• Task item: The entries below are to be written out exactly, with no images included.

Point-per-instance localization data:
#####

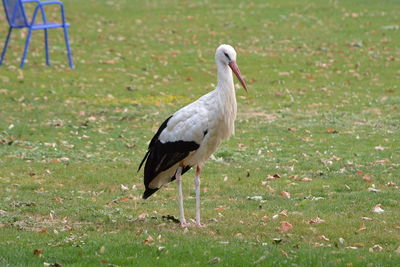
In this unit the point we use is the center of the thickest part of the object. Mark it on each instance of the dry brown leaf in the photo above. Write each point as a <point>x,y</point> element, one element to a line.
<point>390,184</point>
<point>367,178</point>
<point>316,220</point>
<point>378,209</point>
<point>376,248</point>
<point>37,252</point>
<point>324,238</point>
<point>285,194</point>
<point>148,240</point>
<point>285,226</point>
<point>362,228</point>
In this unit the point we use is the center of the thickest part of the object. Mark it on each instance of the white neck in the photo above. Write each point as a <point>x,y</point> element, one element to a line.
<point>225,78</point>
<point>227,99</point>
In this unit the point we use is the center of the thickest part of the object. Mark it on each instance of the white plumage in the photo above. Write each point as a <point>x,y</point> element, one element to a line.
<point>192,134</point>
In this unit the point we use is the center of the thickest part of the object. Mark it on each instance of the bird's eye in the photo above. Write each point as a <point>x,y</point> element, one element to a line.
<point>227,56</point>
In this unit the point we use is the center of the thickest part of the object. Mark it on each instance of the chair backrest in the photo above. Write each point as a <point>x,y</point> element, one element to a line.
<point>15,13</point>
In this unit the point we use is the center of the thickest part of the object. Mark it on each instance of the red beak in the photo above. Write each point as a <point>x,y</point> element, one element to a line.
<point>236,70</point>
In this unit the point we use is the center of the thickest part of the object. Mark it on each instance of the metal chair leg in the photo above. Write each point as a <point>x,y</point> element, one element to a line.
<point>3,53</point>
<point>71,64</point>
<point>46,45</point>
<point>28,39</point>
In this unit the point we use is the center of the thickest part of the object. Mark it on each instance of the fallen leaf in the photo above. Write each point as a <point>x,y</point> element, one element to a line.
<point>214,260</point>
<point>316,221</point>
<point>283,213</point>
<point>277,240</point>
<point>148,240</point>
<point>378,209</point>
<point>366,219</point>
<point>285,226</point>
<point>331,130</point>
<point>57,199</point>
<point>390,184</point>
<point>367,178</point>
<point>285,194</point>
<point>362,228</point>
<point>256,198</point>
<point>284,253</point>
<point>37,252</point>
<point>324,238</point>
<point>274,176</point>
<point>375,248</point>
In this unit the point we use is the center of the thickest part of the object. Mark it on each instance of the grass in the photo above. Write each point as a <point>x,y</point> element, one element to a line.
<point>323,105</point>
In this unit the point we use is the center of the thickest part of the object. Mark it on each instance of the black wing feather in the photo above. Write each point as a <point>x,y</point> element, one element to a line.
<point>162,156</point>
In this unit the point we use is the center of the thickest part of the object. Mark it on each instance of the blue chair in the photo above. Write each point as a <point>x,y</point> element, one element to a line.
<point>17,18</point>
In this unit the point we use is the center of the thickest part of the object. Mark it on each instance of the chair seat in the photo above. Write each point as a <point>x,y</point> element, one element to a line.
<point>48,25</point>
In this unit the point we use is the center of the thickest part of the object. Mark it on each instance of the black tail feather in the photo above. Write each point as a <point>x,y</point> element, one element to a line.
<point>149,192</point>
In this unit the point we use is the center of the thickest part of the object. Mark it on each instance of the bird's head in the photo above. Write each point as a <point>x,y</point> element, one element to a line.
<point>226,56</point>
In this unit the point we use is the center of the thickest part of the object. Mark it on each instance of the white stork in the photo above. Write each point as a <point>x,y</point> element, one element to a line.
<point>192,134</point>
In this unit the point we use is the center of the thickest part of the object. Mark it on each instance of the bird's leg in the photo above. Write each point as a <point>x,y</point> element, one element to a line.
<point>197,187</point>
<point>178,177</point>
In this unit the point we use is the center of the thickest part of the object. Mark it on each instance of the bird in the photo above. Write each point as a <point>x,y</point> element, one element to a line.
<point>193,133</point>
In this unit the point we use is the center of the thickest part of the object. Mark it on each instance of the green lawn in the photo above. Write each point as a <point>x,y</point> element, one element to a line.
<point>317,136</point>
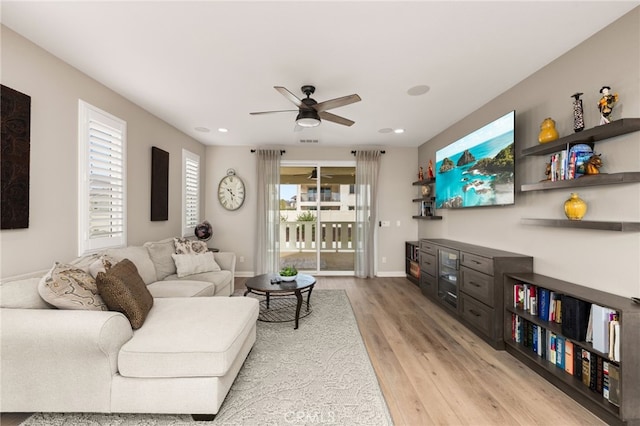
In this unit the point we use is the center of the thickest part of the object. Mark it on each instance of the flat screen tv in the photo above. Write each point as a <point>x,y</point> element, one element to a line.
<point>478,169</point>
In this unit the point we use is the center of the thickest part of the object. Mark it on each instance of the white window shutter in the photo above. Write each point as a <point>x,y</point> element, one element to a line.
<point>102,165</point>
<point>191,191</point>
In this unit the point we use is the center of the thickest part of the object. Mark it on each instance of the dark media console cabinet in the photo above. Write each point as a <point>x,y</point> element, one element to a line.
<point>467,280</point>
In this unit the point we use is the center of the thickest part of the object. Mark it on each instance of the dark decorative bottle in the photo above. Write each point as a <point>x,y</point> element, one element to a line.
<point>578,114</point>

#####

• Exercise solution:
In this unit the point we use is the center of the thickest part of the object. Mark it on each instance of the dry brown leaf in the photo above. Write each point as a <point>x,y</point> element, one element to a line.
<point>390,184</point>
<point>367,178</point>
<point>316,220</point>
<point>378,209</point>
<point>376,248</point>
<point>37,252</point>
<point>324,238</point>
<point>285,194</point>
<point>148,240</point>
<point>285,226</point>
<point>362,228</point>
In this unit the point we use is the center of the thickest part of the object. Mark it on each instance of the white neck in the photo above. Write each point as a <point>x,y</point> element, one element to a line.
<point>225,78</point>
<point>227,99</point>
In this unit the point we use is the center of the thickest part of the object. Mark it on each instance of the white plumage in the photo above. Write each point as a <point>x,y</point> element, one element to a line.
<point>192,134</point>
In this unit the point we use is the center of the thickest part of the object. Mark it on each instance of the bird's eye in the photo above. Write each point as a <point>x,y</point> element, one element to a line.
<point>227,56</point>
In this unit the point we use is the center of the thickest part of the object. Mark it on each instance of the chair backrest in the photo above. Write each point as a <point>x,y</point> element, one element to a line.
<point>15,13</point>
In this unit the point we use is the center of the thickest part of the object. Mark it on each instance of the red beak in the photo above. Write each point as a <point>x,y</point> element, one element to a line.
<point>236,70</point>
In this unit the point we use is the center of the thickest part of the object. Mark it on each instance of the metal chair leg in the photo above. Write each point as a <point>x,y</point> element, one element to a line.
<point>3,53</point>
<point>71,64</point>
<point>46,45</point>
<point>28,39</point>
In this unit the point we use is the center of the thickest part of the object. Mark it on each instance of the fallen leaf in the photo above. Write each point as a <point>x,y</point> element, one element to a line.
<point>214,260</point>
<point>316,221</point>
<point>283,213</point>
<point>277,240</point>
<point>148,240</point>
<point>378,209</point>
<point>366,219</point>
<point>285,226</point>
<point>331,130</point>
<point>57,199</point>
<point>390,184</point>
<point>367,178</point>
<point>285,194</point>
<point>362,228</point>
<point>256,198</point>
<point>284,253</point>
<point>37,252</point>
<point>324,238</point>
<point>274,176</point>
<point>375,248</point>
In this unit the point we use is the center of the thickest part of the object. Mark it on each instance of the grass in the photo above. Write each point as a <point>x,y</point> element, one element to a line.
<point>323,105</point>
In this unit the point we use is the center of the thickest part of the object. Mark it on each instance of the black wing feather in the photo above. Write each point as a <point>x,y</point> element, one element to a line.
<point>162,156</point>
In this unit the point we use is the center of the thickest part of the object. Mark it on each instance of the blue chair in the photo above. Write each point as a <point>x,y</point> element, one element to a line.
<point>17,18</point>
In this unit the point we use is the center of the thickest part of the object. Mark it on each instance of the chair seat in the photo above. Write each point as a <point>x,y</point> element, one element to a line.
<point>48,25</point>
In this unit the point we use is the center of the thickest part of the object. Mark it on each instance of the black tail feather in the photo above. Write each point as a <point>x,y</point> element, one element to a line.
<point>149,192</point>
In this unit the point we use is the center of the thickest part of the object. Mark it on each instance of the bird's head in the photo above. Write each point as a <point>x,y</point> element, one element to a line.
<point>226,56</point>
In this unit the point we use is the center of the thickest part of the object. Mark it on each instance of the white stork in the photo above. Write each point as a <point>x,y</point> element, one element to a line.
<point>192,134</point>
In this unit the point we use is the center of the thickest part of the object. Mark it on each instance of the bird's leg in the photo above. Write each point as a <point>x,y</point> element, one element to a line.
<point>197,187</point>
<point>178,177</point>
In this unit the point we use is the center of the thickest part of the object. Mark it on each instance of the bird in the photo above. Write each point as a <point>x,y</point> element, one element to a line.
<point>193,133</point>
In this unit the point we use is the center of the thickest part of the object. Mark it on each instance of the green lawn in the photo above. Write each point as a <point>x,y</point> element, one element to a line.
<point>317,136</point>
In this unit the point we use is the center of the thickest part of the object. Mark it on each instance of the flat screen tv in the photo above. Write each point as a <point>x,y</point> element, one element to a line.
<point>478,169</point>
In this unit the point we use is the center of the thickest part of the object. Mark it on each instance of the white window shutter in the photo above. Write each point as a <point>x,y</point> element, one element to a line.
<point>102,165</point>
<point>191,191</point>
In this unit the point we use is the center of the thickest part of the object. Mark it on each instance of the dark media console cabinet in the photo above. Write each point as a <point>x,y</point> element, one element to a line.
<point>467,280</point>
In this unit the point we use is the center of the thickest part of the object. Mark it on each instance of the dark decorative bottle in the photo above. Write each point as a <point>x,y</point> element, one element to a line.
<point>578,114</point>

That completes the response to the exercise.